» **Requirement**
Return every line from the rows below that contains the word "lips".

» **Point labels for objects**
+---+

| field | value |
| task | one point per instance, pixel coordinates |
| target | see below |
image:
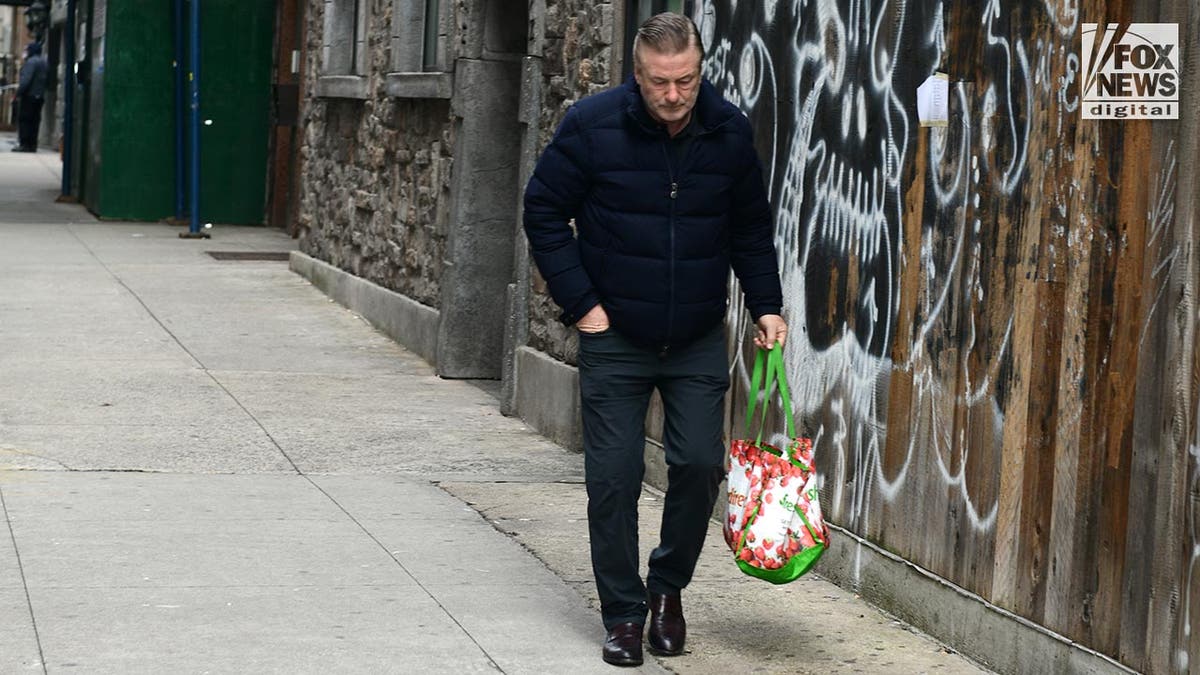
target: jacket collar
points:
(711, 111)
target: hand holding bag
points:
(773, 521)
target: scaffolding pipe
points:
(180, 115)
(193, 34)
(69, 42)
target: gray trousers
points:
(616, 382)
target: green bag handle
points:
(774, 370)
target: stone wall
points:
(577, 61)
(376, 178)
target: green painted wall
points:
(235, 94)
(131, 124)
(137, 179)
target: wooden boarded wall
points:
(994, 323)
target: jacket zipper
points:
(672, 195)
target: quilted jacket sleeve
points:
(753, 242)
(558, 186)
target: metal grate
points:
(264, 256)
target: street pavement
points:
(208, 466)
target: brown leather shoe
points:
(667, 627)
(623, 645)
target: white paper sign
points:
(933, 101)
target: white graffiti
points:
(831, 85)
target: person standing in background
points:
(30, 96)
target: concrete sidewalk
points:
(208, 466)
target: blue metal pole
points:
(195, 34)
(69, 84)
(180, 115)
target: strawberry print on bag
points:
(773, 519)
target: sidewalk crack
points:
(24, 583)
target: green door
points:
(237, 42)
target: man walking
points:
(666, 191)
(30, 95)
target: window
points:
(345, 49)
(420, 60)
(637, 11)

+---+

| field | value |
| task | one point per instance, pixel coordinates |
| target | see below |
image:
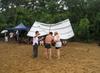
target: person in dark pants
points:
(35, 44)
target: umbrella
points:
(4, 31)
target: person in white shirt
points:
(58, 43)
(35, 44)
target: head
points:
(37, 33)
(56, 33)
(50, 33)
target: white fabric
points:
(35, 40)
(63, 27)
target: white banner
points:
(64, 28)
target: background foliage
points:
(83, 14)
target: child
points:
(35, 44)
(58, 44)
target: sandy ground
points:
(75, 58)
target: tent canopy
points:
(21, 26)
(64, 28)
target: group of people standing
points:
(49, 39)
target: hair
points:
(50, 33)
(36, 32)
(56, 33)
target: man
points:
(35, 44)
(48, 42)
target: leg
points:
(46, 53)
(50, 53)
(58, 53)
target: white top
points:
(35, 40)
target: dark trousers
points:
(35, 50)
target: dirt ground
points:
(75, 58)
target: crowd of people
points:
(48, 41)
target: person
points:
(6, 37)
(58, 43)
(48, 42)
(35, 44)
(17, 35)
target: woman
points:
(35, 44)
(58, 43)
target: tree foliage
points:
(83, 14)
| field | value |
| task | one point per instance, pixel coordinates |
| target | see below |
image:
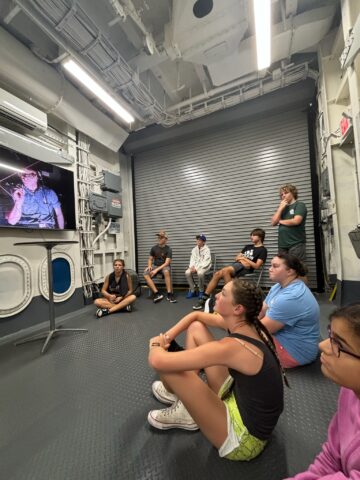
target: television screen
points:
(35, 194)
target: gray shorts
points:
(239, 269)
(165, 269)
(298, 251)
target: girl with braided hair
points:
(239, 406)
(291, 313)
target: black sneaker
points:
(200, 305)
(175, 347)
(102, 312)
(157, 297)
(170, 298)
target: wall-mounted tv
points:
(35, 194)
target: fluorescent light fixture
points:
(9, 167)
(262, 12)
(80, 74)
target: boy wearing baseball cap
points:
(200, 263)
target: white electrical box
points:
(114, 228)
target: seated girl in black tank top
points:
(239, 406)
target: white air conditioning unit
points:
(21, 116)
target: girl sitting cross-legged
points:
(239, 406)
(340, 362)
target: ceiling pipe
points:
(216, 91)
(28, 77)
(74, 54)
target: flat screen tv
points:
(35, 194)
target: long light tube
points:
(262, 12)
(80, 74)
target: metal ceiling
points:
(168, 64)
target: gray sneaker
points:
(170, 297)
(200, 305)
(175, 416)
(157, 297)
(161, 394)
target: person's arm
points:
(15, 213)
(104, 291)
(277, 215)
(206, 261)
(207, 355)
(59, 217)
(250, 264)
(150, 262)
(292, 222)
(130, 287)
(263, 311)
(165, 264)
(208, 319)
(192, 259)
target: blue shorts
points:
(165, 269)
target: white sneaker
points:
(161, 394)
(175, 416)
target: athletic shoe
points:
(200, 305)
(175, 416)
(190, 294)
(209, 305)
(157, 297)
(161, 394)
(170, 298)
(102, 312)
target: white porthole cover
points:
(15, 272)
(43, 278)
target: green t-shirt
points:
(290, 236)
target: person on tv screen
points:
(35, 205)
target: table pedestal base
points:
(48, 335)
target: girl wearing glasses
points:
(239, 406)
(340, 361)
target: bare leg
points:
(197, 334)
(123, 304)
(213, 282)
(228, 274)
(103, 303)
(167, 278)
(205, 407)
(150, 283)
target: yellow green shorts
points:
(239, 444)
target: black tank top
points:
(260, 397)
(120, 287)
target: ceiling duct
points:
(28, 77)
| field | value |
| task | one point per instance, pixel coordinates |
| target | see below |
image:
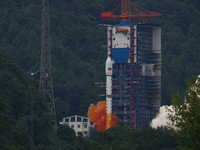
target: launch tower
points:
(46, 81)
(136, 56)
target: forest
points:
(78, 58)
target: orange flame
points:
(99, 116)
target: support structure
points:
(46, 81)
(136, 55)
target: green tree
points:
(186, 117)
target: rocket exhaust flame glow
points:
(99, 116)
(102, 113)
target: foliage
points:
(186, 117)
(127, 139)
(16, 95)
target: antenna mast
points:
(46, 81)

+---+

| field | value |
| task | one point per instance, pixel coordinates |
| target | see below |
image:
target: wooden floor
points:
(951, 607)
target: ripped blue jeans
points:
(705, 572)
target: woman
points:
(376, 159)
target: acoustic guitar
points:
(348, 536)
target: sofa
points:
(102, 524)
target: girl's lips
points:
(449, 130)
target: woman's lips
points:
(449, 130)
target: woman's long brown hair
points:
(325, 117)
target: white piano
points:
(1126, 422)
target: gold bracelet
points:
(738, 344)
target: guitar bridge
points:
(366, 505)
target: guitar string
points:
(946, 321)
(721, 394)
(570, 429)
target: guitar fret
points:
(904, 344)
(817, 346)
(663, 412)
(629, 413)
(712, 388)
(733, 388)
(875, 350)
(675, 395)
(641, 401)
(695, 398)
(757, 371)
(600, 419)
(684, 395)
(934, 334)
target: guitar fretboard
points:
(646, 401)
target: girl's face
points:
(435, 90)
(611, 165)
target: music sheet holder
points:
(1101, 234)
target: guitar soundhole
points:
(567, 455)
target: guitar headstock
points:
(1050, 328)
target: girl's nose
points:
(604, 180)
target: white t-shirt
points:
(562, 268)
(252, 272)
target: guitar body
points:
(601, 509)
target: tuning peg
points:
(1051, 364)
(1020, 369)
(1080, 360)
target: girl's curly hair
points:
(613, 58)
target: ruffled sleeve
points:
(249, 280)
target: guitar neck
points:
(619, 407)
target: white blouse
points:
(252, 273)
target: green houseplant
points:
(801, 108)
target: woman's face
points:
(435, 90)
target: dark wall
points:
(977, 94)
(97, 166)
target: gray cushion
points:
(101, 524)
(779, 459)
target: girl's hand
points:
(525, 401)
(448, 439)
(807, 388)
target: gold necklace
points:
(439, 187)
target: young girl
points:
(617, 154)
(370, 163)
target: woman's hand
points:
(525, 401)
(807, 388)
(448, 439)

+---+

» **The answer**
target: girl's lips
target: woman's lips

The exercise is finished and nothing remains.